### Getoonde tekst
In vier van de zaken waarin het is gelukt tot een minnelijke regeling te komen, valt uit het dossier af te leiden dat daarbij gebruik is gemaakt van bemiddeling,

respectievelijk door een familielid, de advocaten van beide ouders, de rechterlijke macht en de Nederlandse ambassade.

In die gevallen waarin de poging om een minnelijke regeling te bereiken op niets is uitgelopen, konden de ouders niet tot overeenstemming komen ofwel vond de achtergebleven ouder dat de poging om tot een minnelijke regeling te komen teveel tijd in beslag nam en werd die daarom afgebroken.

Rol van betrokken instanties

Twaalf van de zeventien respondenten ondernemen vanuit hun functie ook daadwerkelijk stappen om een minnelijke regeling tussen de ouders te

bewerkstelligen. De stappen variëren van het leggen van contact met beide ouders of met andere instanties tot het aanbieden van bemiddeling of laten bemiddelen door andere instanties. In de meeste gevallen is sprake van een combinatie van acties.

Veel respondenten geven aan gebruik te maken van bemiddeling om een

minnelijke regeling tussen de ouders te bewerkstelligen. Hoe deze bemiddeling er in de praktijk uitziet, blijft op basis van de beschikbare gegevens grotendeels onduidelijk. Een vertegenwoordiger van een belangenorganisatie die zich

bezighoudt met uitgaande zaken, vertelt dat er gesprekken met de achtergebleven ouder worden gevoerd, waarna op basis daarvan een ‘contract’ wordt opgesteld met afspraken en voorwaarden over gezag, omgang, opvoeding en het eventueel afzien van juridische stappen. Dit ‘contract’ wordt vervolgens voorgelegd aan de ontvoerende ouder.

### Opdracht 1
Hoeveel van de zeventien respondenten ondernemen volgens de getoonde tekst vanuit hun functie echt stappen om een minnelijke regeling tussen de ouders te bewerkstelligen?
### Opdracht 2
Zet de alinea uit de getoonde tekst die begint met "Twaalf van de zeventien respondenten" om in een korte opsomming met de belangrijkste feiten.
### Opdracht 3
Schrijf de getoonde tekst over bemiddeling bij minnelijke regelingen tussen ouders verder, te beginnen na de laatste zin.
De gegevens spelen hierbij geen rol.

### Aangeleverde gegevens
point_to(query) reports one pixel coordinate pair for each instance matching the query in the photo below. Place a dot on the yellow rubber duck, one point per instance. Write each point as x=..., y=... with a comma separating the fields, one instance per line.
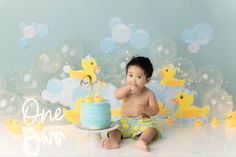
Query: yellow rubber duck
x=88, y=99
x=97, y=98
x=198, y=123
x=169, y=120
x=230, y=119
x=13, y=125
x=186, y=110
x=73, y=115
x=89, y=66
x=168, y=79
x=214, y=121
x=162, y=109
x=116, y=112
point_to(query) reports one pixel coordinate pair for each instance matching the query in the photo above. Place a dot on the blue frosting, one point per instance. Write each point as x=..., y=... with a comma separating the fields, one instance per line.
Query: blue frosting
x=95, y=115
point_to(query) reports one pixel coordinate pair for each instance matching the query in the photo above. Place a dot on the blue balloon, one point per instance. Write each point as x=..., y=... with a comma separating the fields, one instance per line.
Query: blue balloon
x=107, y=45
x=188, y=36
x=113, y=22
x=54, y=86
x=79, y=92
x=24, y=42
x=42, y=31
x=140, y=39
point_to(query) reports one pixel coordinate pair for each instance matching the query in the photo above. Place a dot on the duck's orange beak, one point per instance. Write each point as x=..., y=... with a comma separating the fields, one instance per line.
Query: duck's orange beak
x=161, y=73
x=175, y=101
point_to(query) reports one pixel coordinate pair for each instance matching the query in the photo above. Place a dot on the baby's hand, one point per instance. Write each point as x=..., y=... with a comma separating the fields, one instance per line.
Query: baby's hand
x=134, y=89
x=140, y=110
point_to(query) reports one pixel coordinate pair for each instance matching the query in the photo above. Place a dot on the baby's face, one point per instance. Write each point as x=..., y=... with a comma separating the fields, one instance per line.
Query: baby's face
x=136, y=75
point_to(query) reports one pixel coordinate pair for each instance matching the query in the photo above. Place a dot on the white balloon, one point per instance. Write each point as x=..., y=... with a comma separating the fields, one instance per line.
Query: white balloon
x=49, y=62
x=29, y=31
x=71, y=52
x=209, y=78
x=10, y=104
x=29, y=81
x=121, y=33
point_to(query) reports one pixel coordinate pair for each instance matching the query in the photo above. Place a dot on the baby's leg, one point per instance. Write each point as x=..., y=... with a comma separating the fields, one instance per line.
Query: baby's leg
x=113, y=140
x=145, y=139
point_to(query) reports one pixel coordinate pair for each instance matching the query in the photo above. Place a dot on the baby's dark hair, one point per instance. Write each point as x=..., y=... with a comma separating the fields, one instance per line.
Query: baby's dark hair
x=142, y=62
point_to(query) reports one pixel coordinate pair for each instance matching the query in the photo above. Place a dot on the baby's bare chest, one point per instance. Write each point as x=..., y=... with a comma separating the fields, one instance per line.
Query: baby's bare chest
x=137, y=100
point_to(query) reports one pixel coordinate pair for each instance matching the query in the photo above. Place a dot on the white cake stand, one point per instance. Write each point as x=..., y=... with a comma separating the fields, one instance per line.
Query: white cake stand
x=94, y=137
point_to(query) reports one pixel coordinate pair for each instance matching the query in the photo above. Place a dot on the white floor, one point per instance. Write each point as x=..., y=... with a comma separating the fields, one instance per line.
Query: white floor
x=66, y=140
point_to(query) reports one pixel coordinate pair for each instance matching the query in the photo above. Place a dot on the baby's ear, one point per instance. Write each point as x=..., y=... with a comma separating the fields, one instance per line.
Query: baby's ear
x=148, y=79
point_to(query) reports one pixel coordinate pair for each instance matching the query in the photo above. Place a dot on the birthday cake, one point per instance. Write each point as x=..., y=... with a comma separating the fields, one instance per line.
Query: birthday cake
x=95, y=113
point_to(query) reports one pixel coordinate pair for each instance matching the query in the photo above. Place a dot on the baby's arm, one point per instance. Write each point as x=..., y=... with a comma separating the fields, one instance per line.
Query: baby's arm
x=122, y=92
x=152, y=108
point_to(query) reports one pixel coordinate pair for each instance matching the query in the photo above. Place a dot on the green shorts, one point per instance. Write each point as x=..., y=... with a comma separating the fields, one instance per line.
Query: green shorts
x=134, y=126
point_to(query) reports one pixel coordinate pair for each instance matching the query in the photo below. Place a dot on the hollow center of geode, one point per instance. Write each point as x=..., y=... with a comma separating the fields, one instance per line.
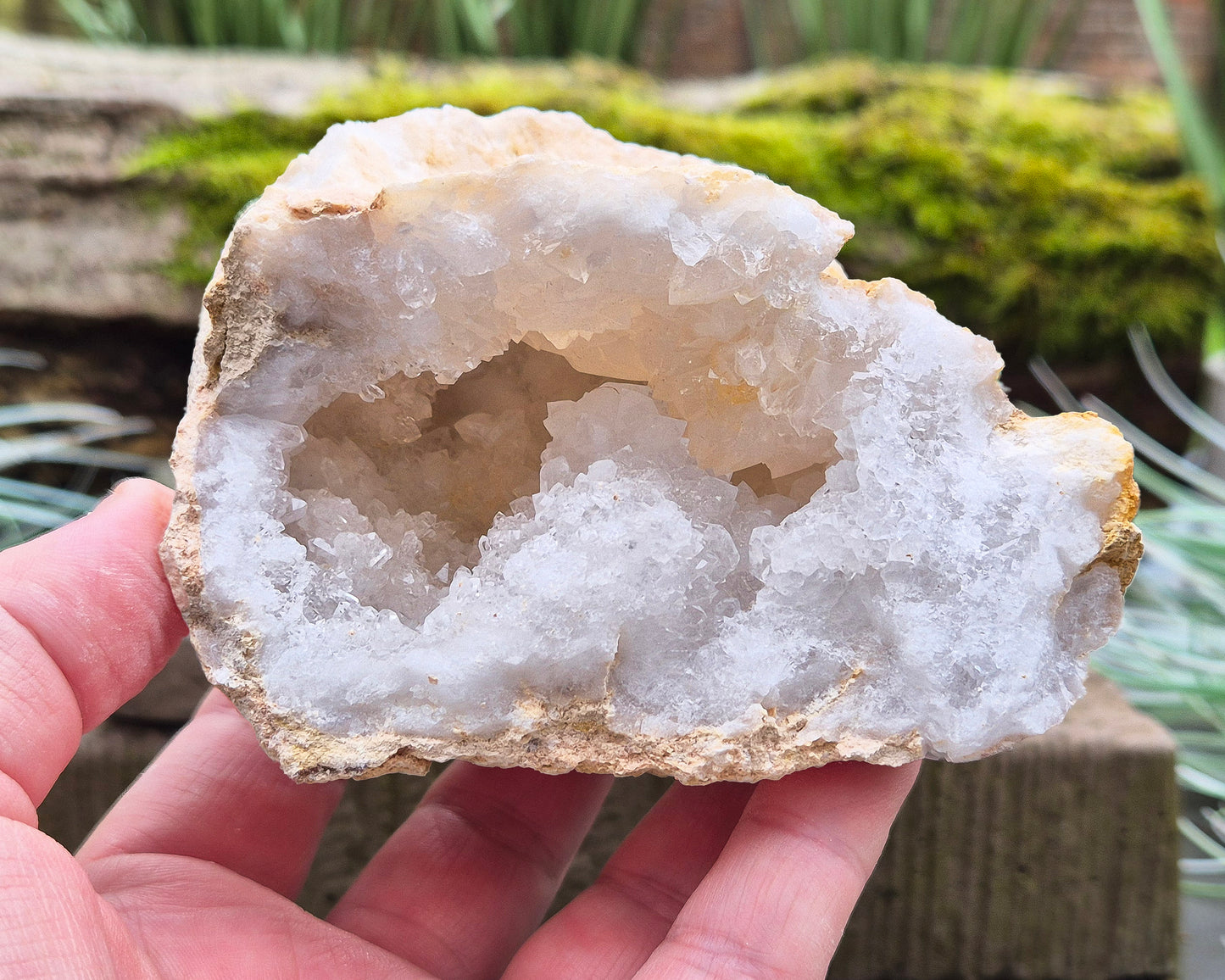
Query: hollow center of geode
x=399, y=483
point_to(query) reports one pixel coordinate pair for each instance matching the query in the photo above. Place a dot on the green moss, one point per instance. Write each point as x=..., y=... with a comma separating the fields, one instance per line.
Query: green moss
x=1029, y=212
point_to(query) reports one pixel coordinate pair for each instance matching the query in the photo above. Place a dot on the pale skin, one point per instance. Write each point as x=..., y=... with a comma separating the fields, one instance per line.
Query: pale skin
x=194, y=871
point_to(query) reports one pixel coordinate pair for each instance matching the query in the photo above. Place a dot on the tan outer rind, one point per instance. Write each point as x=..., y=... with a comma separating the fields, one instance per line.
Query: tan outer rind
x=558, y=738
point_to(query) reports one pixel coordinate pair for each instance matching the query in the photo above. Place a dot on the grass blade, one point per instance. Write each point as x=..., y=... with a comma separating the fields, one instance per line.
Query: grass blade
x=1198, y=136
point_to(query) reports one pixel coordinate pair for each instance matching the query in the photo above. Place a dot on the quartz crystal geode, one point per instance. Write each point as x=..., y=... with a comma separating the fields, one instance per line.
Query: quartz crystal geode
x=511, y=443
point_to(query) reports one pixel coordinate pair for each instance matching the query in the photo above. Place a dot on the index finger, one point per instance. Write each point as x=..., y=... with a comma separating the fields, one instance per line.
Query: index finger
x=86, y=619
x=777, y=900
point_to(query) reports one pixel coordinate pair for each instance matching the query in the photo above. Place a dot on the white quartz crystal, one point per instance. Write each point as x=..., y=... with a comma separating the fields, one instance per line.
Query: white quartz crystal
x=512, y=443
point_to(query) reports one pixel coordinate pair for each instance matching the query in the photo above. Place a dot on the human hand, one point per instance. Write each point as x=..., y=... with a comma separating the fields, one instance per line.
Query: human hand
x=192, y=872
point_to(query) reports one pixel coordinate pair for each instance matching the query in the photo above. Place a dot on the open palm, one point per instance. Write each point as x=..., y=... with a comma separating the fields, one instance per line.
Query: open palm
x=194, y=871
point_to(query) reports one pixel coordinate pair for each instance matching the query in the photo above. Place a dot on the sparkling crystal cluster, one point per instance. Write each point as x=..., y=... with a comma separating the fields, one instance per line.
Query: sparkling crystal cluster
x=512, y=443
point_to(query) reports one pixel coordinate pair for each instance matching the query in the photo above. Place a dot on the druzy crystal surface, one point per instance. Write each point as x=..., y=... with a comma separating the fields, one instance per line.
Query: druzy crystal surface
x=512, y=443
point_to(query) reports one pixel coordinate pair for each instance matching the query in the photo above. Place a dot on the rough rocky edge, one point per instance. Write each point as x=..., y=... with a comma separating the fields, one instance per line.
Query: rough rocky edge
x=511, y=443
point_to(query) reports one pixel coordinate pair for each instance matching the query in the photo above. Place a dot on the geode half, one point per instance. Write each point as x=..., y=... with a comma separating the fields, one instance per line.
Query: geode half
x=511, y=443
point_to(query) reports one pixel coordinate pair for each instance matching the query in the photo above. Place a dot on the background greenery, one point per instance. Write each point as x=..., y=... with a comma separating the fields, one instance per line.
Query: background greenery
x=1004, y=33
x=1029, y=212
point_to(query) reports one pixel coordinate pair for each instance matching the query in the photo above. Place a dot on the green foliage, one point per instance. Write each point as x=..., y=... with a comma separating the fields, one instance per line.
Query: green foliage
x=441, y=28
x=55, y=432
x=999, y=33
x=1167, y=652
x=1029, y=214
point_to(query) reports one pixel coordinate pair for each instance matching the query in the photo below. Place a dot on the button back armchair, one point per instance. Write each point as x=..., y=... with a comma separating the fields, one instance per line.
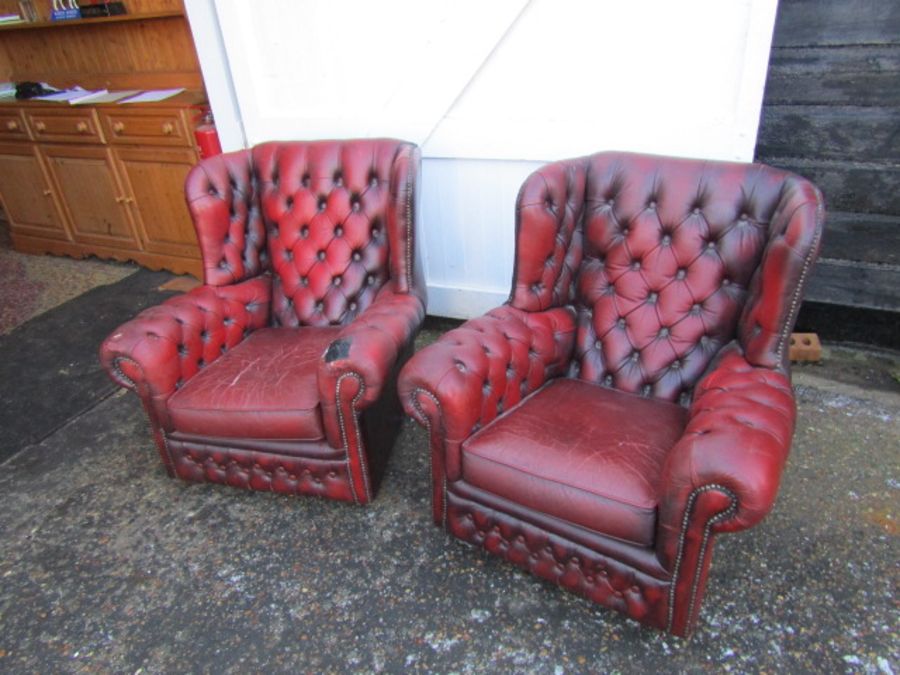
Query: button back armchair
x=279, y=373
x=632, y=399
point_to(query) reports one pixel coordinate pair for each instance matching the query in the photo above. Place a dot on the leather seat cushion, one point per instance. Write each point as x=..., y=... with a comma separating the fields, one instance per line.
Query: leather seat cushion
x=580, y=452
x=263, y=388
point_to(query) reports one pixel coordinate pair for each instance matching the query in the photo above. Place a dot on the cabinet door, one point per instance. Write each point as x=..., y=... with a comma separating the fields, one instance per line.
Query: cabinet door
x=92, y=195
x=26, y=193
x=154, y=182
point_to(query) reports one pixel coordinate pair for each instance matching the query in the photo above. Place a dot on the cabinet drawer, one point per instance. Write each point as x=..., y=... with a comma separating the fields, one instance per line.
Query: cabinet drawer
x=68, y=126
x=12, y=125
x=139, y=128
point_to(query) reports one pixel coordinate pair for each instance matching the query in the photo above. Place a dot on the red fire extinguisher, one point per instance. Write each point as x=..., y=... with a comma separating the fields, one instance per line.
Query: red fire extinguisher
x=206, y=136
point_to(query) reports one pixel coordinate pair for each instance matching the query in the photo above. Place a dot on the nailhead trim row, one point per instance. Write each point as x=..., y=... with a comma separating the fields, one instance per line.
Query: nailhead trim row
x=359, y=444
x=414, y=401
x=723, y=515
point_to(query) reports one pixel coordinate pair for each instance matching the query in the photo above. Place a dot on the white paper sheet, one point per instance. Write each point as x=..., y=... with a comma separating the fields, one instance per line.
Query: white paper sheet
x=65, y=95
x=153, y=95
x=104, y=97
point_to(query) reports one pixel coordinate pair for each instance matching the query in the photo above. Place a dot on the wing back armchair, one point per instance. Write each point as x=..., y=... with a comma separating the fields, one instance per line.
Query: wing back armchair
x=279, y=373
x=632, y=399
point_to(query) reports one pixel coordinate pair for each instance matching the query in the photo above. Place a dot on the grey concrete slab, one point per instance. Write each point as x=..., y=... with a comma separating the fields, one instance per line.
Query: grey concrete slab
x=107, y=565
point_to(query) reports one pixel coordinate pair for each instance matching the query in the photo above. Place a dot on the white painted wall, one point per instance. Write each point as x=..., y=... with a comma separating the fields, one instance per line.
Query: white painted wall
x=490, y=90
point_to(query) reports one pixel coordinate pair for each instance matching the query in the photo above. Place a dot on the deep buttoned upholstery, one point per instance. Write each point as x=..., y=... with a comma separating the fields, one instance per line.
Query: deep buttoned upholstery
x=279, y=372
x=632, y=398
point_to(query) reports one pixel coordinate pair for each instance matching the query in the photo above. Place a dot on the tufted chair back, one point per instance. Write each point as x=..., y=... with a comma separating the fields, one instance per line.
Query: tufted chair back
x=332, y=222
x=663, y=260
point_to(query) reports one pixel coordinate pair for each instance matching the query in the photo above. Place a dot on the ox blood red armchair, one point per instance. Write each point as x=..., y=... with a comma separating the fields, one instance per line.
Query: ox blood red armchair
x=632, y=398
x=279, y=373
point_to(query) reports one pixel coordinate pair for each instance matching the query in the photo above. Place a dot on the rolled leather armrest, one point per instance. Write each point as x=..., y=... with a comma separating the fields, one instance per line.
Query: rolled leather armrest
x=736, y=442
x=487, y=365
x=164, y=346
x=368, y=347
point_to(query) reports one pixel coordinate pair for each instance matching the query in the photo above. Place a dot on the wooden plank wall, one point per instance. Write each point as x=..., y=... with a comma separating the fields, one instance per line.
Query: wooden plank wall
x=831, y=112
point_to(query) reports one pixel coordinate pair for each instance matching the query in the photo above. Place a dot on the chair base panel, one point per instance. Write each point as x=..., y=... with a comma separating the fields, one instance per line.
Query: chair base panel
x=569, y=564
x=204, y=462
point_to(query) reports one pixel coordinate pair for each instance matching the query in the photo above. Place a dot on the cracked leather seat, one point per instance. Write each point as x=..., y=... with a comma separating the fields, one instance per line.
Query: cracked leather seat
x=632, y=398
x=279, y=373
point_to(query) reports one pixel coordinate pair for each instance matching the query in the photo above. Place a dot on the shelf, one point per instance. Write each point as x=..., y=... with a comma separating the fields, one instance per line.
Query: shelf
x=120, y=18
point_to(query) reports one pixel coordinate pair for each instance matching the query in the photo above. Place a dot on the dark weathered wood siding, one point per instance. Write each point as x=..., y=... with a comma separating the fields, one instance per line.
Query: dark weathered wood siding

### Antwoord 1
Twaalf van de zeventien respondenten.

### Antwoord 2
- Twaalf van de zeventien respondenten ondernemen vanuit hun functie stappen om tot een minnelijke regeling tussen de ouders te komen.
- De stappen lopen uiteen van contact leggen met beide ouders of met andere instanties tot het aanbieden van bemiddeling of het laten bemiddelen door andere instanties.
- Meestal gaat het om een combinatie van acties.

### Antwoord 3
Bemiddeling blijkt niet uitsluitend voorbehouden aan hierin gespecialiseerde instanties; zowel maatschappelijke organisaties en belangenorganisaties als leden van de rechterlijke macht en de advocatuur geven aan eventueel zelf te

bemiddelen tussen de ouders om een oplossing te bereiken. Zo nodig schakelen zij hiervoor (ook) andere instanties in.

21 In de overige vijftien zaken is ofwel geen poging tot schikking ondernomen, ofwel valt uit de beschikbare informatie niet af te leiden dat er een dergelijke poging is gedaan, hetgeen overigens niet wil zeggen dat dit dan niet is gebeurd.

Factoren die een schikking bevorderen

Hoewel drie van de respondenten zeggen hier geen inzicht in te hebben, noemen de overigen met name de houding van de ouders (zij moeten in staat en bereid zijn het belang van hun kind te onderkennen en daarnaar te handelen), het maken van goede (eventueel juridisch afdwingbare) afspraken over praktische zaken en het inzetten van bemiddeling of daaraan gerelateerde zaken, als factoren die een schikking kunnen bevorderen. Opgemerkt moet worden dat de genoemde factoren niet los van elkaar (behoeven te) staan; zo kan bemiddeling beschouwd worden als een middel om de beide andere factoren te realiseren.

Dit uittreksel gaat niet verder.